Reproduce the items below word for word, from the first line through the line containing "[[288, 49], [164, 147]]", both ends included.

** start Excerpted records **

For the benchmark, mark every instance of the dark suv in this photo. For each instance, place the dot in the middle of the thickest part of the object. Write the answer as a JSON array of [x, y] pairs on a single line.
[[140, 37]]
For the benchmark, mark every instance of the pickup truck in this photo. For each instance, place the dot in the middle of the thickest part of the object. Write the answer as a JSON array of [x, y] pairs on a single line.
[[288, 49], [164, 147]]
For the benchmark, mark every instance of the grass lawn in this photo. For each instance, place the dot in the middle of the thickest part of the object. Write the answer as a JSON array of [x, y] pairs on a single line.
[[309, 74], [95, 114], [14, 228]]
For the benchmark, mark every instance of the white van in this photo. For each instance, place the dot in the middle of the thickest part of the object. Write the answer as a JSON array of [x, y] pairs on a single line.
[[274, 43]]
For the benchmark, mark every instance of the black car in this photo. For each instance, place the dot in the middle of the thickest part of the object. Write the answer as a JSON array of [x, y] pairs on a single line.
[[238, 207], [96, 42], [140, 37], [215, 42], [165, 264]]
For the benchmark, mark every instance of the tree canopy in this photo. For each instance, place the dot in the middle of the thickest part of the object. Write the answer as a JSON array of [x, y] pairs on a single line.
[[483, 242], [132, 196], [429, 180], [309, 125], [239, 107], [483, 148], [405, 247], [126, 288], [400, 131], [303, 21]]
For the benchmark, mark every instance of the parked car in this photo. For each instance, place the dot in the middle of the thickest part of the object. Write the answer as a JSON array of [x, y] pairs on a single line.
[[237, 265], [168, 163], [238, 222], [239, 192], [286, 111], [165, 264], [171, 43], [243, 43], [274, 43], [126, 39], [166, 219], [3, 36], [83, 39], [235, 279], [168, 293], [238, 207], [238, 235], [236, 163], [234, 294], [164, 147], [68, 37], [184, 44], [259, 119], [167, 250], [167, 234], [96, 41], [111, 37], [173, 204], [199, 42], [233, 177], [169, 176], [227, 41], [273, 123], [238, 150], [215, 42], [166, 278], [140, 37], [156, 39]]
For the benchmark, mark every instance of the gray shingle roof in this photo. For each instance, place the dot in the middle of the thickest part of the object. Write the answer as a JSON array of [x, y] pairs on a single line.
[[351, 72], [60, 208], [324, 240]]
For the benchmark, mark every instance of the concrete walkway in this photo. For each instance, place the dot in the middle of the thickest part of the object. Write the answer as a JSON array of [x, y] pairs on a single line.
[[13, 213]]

** end Excerpted records **

Answer below →
For the benchmark, mark every instance of the dark suv in this photo. For each instance, place the dot in the middle of the thickest part of the object. Write the answer as a JSON array of [x, y] pairs on a single line.
[[140, 37]]
For the benchmark, mark every instance of the pickup truck in this photo. For each instance, place the dot in the middle of the thickest part of the object. Write the answer as a JSON array of [x, y] pairs on a single line.
[[288, 49], [164, 147]]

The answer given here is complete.